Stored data
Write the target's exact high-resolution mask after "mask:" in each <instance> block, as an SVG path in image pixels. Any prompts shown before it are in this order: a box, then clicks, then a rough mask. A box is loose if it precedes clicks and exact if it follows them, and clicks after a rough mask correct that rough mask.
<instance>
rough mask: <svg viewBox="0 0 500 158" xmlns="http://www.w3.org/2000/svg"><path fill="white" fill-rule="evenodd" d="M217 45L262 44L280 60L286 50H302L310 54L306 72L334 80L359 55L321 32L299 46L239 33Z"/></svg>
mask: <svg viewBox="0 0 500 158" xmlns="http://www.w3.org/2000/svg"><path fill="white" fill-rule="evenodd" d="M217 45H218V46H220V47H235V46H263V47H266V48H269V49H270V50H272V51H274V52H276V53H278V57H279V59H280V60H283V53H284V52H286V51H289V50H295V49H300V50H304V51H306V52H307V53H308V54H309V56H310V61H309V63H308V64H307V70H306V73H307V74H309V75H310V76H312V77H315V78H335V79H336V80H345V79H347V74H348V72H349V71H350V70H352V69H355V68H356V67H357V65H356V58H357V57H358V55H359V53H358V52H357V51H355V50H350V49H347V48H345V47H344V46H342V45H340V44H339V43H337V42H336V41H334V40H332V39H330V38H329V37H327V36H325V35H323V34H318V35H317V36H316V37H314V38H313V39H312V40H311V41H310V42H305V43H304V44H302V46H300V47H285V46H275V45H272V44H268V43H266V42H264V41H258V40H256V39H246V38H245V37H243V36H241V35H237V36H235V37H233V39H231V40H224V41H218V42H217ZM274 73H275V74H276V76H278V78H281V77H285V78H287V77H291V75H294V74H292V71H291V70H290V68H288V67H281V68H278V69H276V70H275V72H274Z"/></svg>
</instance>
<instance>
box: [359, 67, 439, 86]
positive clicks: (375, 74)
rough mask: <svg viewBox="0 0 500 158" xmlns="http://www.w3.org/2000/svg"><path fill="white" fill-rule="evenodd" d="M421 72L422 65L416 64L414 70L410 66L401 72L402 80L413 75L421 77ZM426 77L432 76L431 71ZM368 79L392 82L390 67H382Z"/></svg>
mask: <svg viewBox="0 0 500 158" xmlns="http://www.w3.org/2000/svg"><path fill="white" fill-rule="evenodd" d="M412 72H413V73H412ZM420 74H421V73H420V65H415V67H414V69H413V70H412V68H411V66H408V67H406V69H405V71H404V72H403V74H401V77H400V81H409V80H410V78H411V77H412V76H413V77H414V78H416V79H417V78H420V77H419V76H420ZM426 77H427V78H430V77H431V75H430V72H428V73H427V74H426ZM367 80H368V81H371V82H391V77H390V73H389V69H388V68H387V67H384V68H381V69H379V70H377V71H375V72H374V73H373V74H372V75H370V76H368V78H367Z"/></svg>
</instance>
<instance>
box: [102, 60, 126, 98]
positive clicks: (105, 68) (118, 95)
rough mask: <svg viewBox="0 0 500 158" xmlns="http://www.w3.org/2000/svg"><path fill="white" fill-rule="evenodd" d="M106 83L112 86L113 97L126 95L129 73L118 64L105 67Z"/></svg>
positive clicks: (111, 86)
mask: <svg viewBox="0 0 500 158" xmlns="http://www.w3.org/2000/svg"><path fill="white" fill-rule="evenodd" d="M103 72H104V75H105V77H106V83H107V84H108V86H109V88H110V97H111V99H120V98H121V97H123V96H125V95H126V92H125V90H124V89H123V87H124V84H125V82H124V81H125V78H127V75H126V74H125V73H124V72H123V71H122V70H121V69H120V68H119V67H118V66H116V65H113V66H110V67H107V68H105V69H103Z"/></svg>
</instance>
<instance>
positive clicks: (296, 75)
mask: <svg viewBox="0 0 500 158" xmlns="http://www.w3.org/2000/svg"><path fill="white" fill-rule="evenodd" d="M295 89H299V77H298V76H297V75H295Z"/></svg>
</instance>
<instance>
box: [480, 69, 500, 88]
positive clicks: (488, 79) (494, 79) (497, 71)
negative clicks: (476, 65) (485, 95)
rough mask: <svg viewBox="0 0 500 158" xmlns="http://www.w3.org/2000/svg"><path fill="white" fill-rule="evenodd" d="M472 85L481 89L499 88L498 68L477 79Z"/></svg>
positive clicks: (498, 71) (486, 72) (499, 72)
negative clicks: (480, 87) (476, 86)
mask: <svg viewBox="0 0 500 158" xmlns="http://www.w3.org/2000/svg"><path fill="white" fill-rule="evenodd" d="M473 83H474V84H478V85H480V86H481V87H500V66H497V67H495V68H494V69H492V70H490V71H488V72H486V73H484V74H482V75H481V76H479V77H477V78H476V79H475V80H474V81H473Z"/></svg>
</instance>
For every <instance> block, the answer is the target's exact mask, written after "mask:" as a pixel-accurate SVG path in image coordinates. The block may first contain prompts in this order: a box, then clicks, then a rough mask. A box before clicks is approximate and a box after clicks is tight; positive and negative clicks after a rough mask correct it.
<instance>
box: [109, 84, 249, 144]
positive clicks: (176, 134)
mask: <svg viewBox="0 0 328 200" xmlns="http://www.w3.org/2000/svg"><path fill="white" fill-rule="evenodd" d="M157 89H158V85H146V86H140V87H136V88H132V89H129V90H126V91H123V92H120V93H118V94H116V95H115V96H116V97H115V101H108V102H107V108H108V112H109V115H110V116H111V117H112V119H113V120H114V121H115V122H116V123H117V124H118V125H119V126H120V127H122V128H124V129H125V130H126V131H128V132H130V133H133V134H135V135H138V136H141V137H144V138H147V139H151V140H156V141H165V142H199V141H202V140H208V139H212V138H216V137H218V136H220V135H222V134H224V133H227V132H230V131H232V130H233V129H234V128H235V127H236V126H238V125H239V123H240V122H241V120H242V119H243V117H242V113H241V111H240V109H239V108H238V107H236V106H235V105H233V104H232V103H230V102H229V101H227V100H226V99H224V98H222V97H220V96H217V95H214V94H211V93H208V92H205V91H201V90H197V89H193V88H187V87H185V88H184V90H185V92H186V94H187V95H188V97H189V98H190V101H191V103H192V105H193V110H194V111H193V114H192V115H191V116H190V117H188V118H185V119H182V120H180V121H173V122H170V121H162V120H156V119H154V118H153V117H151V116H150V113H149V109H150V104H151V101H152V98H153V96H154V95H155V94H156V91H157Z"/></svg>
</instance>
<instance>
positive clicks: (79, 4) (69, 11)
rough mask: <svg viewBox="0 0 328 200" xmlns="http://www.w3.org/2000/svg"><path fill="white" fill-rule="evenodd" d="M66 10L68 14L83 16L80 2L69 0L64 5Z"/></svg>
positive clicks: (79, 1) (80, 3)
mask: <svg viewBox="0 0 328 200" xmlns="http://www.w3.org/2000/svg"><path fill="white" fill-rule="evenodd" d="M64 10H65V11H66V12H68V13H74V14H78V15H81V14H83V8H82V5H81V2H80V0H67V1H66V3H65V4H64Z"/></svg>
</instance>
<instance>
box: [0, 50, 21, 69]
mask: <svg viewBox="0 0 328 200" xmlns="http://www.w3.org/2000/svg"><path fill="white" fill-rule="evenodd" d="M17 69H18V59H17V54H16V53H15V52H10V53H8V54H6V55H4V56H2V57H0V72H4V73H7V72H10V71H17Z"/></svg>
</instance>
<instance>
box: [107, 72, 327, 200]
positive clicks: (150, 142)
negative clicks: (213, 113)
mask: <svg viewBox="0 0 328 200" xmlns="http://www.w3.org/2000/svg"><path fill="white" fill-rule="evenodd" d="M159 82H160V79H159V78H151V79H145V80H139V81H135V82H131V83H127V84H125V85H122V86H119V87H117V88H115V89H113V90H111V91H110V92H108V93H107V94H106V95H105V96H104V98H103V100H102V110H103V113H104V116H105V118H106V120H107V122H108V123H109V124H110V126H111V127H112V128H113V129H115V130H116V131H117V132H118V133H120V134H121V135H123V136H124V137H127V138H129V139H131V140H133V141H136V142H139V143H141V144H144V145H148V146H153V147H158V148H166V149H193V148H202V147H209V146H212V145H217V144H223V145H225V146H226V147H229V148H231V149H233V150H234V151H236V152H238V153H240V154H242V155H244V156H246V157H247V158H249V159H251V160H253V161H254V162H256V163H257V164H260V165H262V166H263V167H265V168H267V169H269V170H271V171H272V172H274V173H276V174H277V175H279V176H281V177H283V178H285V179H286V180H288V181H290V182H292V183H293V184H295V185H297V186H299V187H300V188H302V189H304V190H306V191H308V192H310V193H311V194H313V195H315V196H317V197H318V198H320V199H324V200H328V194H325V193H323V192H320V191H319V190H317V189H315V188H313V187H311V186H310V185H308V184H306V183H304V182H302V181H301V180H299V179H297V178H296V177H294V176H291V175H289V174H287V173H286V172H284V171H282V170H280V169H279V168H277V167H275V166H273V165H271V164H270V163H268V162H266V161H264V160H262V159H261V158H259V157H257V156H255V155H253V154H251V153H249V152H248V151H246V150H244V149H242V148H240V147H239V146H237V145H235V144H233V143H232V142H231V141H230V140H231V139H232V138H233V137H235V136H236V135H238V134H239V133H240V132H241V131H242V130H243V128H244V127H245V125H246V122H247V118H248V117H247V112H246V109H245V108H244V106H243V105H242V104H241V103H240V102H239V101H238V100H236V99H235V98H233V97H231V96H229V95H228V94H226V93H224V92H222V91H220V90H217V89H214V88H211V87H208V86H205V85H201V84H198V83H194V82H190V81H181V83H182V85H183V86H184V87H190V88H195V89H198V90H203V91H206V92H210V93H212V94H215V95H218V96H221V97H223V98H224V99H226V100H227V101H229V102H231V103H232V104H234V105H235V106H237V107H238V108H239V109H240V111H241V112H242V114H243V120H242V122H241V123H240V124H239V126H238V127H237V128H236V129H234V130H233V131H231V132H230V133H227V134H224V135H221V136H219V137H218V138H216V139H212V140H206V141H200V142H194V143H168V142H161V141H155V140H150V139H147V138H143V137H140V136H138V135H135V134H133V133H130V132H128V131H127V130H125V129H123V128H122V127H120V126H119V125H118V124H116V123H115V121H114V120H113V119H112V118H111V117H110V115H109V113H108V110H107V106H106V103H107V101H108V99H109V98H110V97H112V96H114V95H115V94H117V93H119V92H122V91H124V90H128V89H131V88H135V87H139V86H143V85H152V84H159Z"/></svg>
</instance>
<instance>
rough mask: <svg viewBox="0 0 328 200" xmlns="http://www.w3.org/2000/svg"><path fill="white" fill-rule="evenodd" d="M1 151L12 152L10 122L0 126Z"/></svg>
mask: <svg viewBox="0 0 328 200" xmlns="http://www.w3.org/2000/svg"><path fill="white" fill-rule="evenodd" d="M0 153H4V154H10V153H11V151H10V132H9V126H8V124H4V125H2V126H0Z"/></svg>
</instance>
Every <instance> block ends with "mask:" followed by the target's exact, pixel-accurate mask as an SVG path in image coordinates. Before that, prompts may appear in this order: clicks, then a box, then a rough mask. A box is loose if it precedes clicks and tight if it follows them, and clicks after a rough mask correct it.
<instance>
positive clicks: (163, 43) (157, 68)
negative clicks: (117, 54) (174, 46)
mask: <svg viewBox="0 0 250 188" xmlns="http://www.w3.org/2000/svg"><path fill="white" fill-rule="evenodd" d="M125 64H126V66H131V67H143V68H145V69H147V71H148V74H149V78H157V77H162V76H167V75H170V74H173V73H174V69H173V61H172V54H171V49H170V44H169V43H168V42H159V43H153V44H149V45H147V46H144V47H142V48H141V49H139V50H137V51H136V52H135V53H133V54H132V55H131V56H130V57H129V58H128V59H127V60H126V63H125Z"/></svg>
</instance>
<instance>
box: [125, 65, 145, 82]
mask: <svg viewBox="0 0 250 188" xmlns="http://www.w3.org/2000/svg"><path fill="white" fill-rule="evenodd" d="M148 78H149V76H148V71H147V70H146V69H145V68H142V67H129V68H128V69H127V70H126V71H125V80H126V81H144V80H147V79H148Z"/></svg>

**ASSIGNMENT:** Return only the lines of the records in which the string "loose" appears.

**TASK SOLUTION:**
Write the target's exact high-resolution mask after "mask:" in each <instance> block, as an SVG path in image pixels. Any prompts shown before it are in this order: a box, then clicks, then a rough mask. A box is loose if it precedes clicks and exact if it follows them, and clicks after a rough mask correct that rough mask.
Every <instance> block ends with "mask:" followed by the target's exact, pixel-accurate mask as an SVG path in image coordinates. Before that, prompts may appear in this order: clicks, then a box, then a rough mask. A box is loose if it precedes clicks and tight if it follows them, and clicks after a rough mask correct it.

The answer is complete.